● Do this:
Please give every line of the records below as a Markdown table with the columns Row and Text, numbering each row and leaving out blank lines. Keep the pictures out of the table.

● Records shown:
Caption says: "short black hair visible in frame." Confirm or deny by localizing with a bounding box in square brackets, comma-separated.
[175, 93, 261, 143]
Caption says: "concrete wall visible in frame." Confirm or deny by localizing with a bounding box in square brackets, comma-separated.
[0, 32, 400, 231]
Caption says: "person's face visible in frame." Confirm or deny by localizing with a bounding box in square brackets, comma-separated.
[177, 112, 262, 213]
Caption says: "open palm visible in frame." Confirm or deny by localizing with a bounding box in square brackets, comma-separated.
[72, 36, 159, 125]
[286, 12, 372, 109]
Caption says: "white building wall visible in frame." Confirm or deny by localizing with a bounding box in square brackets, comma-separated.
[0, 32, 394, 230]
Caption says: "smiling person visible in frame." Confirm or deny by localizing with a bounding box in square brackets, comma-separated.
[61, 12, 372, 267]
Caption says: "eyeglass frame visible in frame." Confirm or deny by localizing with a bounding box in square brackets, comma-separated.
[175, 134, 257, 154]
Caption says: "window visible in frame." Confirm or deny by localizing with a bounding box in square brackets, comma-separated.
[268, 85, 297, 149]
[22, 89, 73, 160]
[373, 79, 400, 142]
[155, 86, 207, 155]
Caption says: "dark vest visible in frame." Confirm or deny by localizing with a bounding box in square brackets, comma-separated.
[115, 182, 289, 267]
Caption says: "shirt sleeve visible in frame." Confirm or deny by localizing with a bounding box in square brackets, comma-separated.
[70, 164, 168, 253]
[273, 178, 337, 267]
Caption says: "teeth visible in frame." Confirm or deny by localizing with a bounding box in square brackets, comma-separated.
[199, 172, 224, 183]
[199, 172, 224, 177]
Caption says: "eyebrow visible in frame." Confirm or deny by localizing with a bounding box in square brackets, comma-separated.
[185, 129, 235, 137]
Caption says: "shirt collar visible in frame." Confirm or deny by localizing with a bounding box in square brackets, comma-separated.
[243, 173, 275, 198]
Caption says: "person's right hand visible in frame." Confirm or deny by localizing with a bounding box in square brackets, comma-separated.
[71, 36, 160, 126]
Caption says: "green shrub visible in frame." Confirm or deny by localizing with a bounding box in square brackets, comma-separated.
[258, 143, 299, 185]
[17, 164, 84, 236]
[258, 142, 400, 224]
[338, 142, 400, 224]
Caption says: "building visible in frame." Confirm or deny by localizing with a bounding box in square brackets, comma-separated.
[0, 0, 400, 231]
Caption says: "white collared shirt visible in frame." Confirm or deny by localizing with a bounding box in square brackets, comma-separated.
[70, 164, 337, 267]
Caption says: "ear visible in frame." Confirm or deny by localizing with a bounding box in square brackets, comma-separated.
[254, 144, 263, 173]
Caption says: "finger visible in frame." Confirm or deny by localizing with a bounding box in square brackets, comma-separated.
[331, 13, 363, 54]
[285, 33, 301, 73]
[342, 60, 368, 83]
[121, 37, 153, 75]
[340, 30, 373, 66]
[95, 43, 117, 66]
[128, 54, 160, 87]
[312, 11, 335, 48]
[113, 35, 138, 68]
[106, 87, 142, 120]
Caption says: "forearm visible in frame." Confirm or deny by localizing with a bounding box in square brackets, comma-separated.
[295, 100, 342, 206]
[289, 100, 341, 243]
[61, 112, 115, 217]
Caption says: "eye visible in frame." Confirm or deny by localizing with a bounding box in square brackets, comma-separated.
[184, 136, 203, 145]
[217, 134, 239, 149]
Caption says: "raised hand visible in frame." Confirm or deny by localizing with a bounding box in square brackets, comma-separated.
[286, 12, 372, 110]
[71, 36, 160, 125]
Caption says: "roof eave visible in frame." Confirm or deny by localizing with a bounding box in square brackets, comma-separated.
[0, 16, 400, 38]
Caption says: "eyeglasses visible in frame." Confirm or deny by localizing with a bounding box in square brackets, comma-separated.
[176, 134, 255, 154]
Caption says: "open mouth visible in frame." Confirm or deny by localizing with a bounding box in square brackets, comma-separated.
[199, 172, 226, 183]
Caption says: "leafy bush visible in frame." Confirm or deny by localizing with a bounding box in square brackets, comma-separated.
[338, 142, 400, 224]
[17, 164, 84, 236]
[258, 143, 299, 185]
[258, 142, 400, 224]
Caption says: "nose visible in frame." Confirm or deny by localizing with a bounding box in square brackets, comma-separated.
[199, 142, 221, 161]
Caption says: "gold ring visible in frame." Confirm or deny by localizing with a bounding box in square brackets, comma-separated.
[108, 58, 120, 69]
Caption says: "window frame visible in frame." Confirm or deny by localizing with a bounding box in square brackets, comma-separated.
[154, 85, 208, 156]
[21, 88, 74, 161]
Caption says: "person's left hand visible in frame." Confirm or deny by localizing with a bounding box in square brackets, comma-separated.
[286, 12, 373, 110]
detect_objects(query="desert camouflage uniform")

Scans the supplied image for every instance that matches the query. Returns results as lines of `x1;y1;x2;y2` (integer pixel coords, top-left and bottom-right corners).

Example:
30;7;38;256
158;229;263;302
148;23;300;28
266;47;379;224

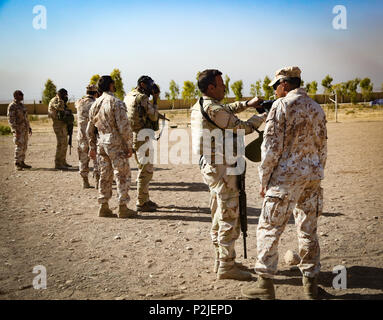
255;88;327;278
124;89;158;206
191;96;265;266
48;95;68;166
86;92;132;205
8;100;30;163
75;95;98;178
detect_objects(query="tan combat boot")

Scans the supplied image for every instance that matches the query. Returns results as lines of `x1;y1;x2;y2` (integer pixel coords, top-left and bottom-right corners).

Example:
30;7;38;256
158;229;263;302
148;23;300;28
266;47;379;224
15;162;23;171
118;204;137;219
217;261;251;281
82;177;90;189
20;161;32;169
98;203;117;218
241;276;275;300
302;276;318;300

● Full solution:
| Row | Text |
|---|---|
| 1 | Caption says: "short black hair visible in frame." Confirm or deny by localizing with a bounding box in square brackets, comma-separated. |
| 2 | [175, 93, 261, 143] |
| 3 | Caption says: "concrete wall visible in frame." Confirm or deny by localizing with a bounding box in square brackets, comma-separated. |
| 4 | [0, 32, 400, 231] |
| 5 | Caption says: "person's face visible in frame." Confirm or deny by localizing with a bounding box in square brackets, comma-separated. |
| 6 | [177, 112, 262, 213] |
| 7 | Caption says: "open palm visible in frame." Confirm or deny by localizing with a bounding box in square brackets, comma-separated. |
| 8 | [72, 36, 159, 125] |
| 9 | [286, 12, 372, 109] |
| 10 | Caption says: "white building wall visible in frame." Confirm or deny by localizing with a bounding box in square brackets, comma-separated. |
| 11 | [0, 32, 394, 230] |
| 12 | Caption says: "smiling person visible in frame." Confirm or deny by localizing with a bounding box in square brackets, comma-separated. |
| 13 | [61, 12, 372, 267] |
| 14 | Caption says: "eyeglass frame visible in frame." Confirm or deny by localizing with a bounding box in square brackets, comma-separated. |
| 15 | [175, 134, 257, 154] |
| 16 | Caption says: "window visible in frame." Confirm or deny by localizing with a bounding box in square brackets, comma-separated. |
| 17 | [268, 85, 297, 149] |
| 18 | [22, 89, 73, 160] |
| 19 | [373, 79, 400, 142] |
| 20 | [155, 86, 207, 155] |
| 21 | Caption says: "dark vest visible in frame." Confirm or deny by localizing with a bounding box in square brackets, comma-separated. |
| 22 | [115, 182, 289, 267] |
| 23 | Caption says: "shirt sleeve visible in frame." Confirm or deny by localizing with a bounding box in square brackets, comma-separated. |
| 24 | [70, 164, 168, 253] |
| 25 | [273, 178, 337, 267] |
| 26 | Caption says: "teeth visible in frame." Confirm or deny by localizing with a bounding box in square brackets, comma-separated. |
| 27 | [199, 172, 224, 183] |
| 28 | [199, 172, 224, 177] |
| 29 | Caption says: "eyebrow visible in frame." Confirm or deny by localizing with a bounding box in square brackets, comma-separated. |
| 30 | [185, 129, 235, 137] |
| 31 | Caption says: "shirt collar visible in frame." Confirm or deny by localizing with a bounding box in square brackets, comma-separated. |
| 32 | [243, 173, 275, 198] |
| 33 | Caption says: "person's right hand visible in frame." Confirm or deny by localizing with a bounding box in square brackets, comma-separated. |
| 34 | [71, 36, 160, 126] |
| 35 | Caption says: "green shrub visible in frame." Confirm or deny by localizing with a bounding box in square brackets, comma-separated. |
| 36 | [258, 143, 299, 185] |
| 37 | [17, 164, 84, 236] |
| 38 | [258, 142, 400, 224] |
| 39 | [338, 142, 400, 224] |
| 40 | Caption says: "building visible in frame." Confirm or deny by localizing with a bounding box in square brackets, comma-separated. |
| 41 | [0, 0, 400, 231] |
| 42 | Caption says: "white collared shirt visible in frame." Confirm or deny by localizing with a bounding box in square brackets, comma-separated. |
| 43 | [70, 164, 337, 267] |
| 44 | Caption says: "ear visible in frame." Confirm or deny by localizing with a bounding box in square brackets, comma-separated. |
| 45 | [254, 144, 263, 173] |
| 46 | Caption says: "finger visible in frame." Confirm or deny by localizing with a bounding box in square brackets, comma-separated. |
| 47 | [331, 13, 363, 54] |
| 48 | [285, 33, 301, 73] |
| 49 | [342, 60, 368, 83] |
| 50 | [121, 37, 153, 75] |
| 51 | [340, 30, 373, 66] |
| 52 | [95, 43, 117, 66] |
| 53 | [128, 54, 160, 87] |
| 54 | [312, 11, 335, 48] |
| 55 | [113, 35, 138, 68] |
| 56 | [106, 87, 142, 120] |
| 57 | Caption says: "forearm visible in frame." Confirm or deny by localizing with a bounding box in square brackets, comma-separated. |
| 58 | [295, 100, 342, 206] |
| 59 | [289, 100, 341, 243] |
| 60 | [61, 112, 115, 217] |
| 61 | Caption says: "eye visible in frame." Confirm or deny by localizing with a bounding box in square brackets, comma-separated. |
| 62 | [184, 136, 203, 145] |
| 63 | [217, 134, 239, 149] |
| 64 | Caption says: "raised hand visible in frame." Confirm or deny by localizing with a bounding box in square brackets, comma-separated. |
| 65 | [286, 12, 372, 110] |
| 66 | [71, 36, 160, 125] |
| 67 | Caption says: "roof eave visible in frame." Confirm or deny by localizing with a bounding box in square brackets, comma-separated. |
| 68 | [0, 16, 400, 38] |
| 69 | Caption says: "eyeglasses visible in frame." Confirm or deny by localizing with a bounding box in square brackets, comma-separated. |
| 70 | [176, 134, 255, 154] |
| 71 | Caption says: "open mouth visible in frame." Confirm or deny by localizing with a bounding box in square brackets, comma-separated. |
| 72 | [199, 172, 226, 183] |
| 73 | Caption says: "leafy bush visible in frame." Confirm or deny by localizing with a bounding box in square brackets, comma-separated. |
| 74 | [338, 142, 400, 224] |
| 75 | [17, 164, 84, 236] |
| 76 | [258, 143, 299, 185] |
| 77 | [258, 142, 400, 224] |
| 78 | Caption says: "nose visible in frame." Confirm or deny by localizing with a bounding box in square brackets, comma-separated. |
| 79 | [199, 142, 221, 161] |
| 80 | Caption says: "gold ring visible in frame." Confirm or deny by localizing with a bounding box in square brackets, comma-separated. |
| 81 | [108, 58, 120, 69] |
| 82 | Caption says: "window frame visible in frame." Confirm or deny by localizing with a bounding box in square brackets, comma-separated. |
| 83 | [154, 85, 208, 156] |
| 84 | [21, 88, 74, 161] |
| 85 | Caption says: "person's left hand visible in frame." Confirm or deny by localizing with a bounding box in square brackets, comma-separated. |
| 86 | [286, 12, 373, 110] |
| 87 | detect_objects(query="desert camouflage uniform") |
| 88 | Scans the supplied image for every instance that matches the query. Returns results as lines of `x1;y1;x2;y2` (integer pixel coords, top-left and bottom-right corners). |
| 89 | Example: |
| 90 | 30;7;38;256 |
| 91 | 158;229;263;302 |
| 92 | 148;23;300;28 |
| 93 | 266;47;379;224 |
| 94 | 255;88;327;278 |
| 95 | 124;89;158;206 |
| 96 | 191;96;265;266 |
| 97 | 48;95;68;166 |
| 98 | 86;92;132;205 |
| 99 | 8;100;30;163 |
| 100 | 75;95;98;178 |
| 101 | detect_objects(query="tan combat boot") |
| 102 | Scans the supplied image for every instance that matches the query. Returns results as lines of `x1;y1;x2;y2` (integer pixel coords, top-left and bottom-right corners). |
| 103 | Example: |
| 104 | 30;7;38;256 |
| 105 | 158;229;263;302 |
| 106 | 148;23;300;28 |
| 107 | 266;47;379;224 |
| 108 | 15;162;23;171 |
| 109 | 118;204;137;219 |
| 110 | 217;261;251;281 |
| 111 | 82;177;90;189 |
| 112 | 20;161;32;169 |
| 113 | 98;203;117;218 |
| 114 | 241;276;275;300 |
| 115 | 302;276;318;300 |